Replace "rough mask" with "coarse mask" throughout the lines below and leave everything else unchanged. Omit the pictures from your answer.

───── Input material

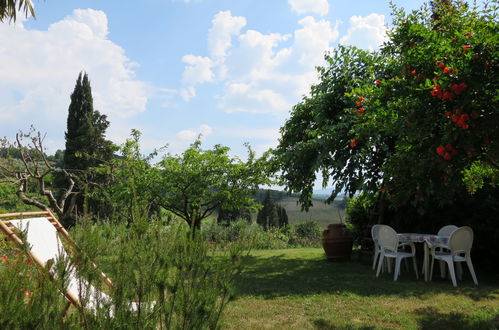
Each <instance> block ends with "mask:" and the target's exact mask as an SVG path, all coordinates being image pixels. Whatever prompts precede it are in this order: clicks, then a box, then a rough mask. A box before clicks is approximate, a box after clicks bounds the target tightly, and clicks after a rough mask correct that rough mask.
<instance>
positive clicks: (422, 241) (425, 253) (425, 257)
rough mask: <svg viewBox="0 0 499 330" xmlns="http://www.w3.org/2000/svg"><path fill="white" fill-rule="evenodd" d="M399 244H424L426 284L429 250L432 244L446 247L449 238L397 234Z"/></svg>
mask: <svg viewBox="0 0 499 330" xmlns="http://www.w3.org/2000/svg"><path fill="white" fill-rule="evenodd" d="M397 235H398V237H399V241H400V242H401V243H408V242H412V243H423V244H424V258H423V272H424V280H425V282H428V280H429V277H430V274H429V270H430V269H429V264H430V249H431V248H432V246H433V245H434V244H441V245H447V243H448V241H449V236H438V235H434V234H418V233H401V234H397Z"/></svg>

──────────

■ **Output for this exercise**:
Each <instance> block ends with "mask:" and the target's exact mask as an SVG path, all coordinates being image pixels. Whatever prompts precede it are in this order: clicks, then a box, then a coarse mask. A box before clicks is approximate, a box after clicks bounds the target tightly, and clicks after a coarse mask correct that coarse mask.
<instance>
positive clicks: (422, 241) (425, 253) (425, 257)
coarse mask: <svg viewBox="0 0 499 330" xmlns="http://www.w3.org/2000/svg"><path fill="white" fill-rule="evenodd" d="M399 244H424L426 284L429 250L432 244L446 247L449 238L397 234Z"/></svg>
mask: <svg viewBox="0 0 499 330" xmlns="http://www.w3.org/2000/svg"><path fill="white" fill-rule="evenodd" d="M397 235H398V237H399V241H400V242H401V243H408V242H412V243H423V244H424V258H423V272H424V280H425V282H428V280H429V277H430V274H429V270H430V269H429V264H430V249H431V248H432V246H433V245H434V244H441V245H447V243H448V241H449V236H438V235H434V234H418V233H401V234H397Z"/></svg>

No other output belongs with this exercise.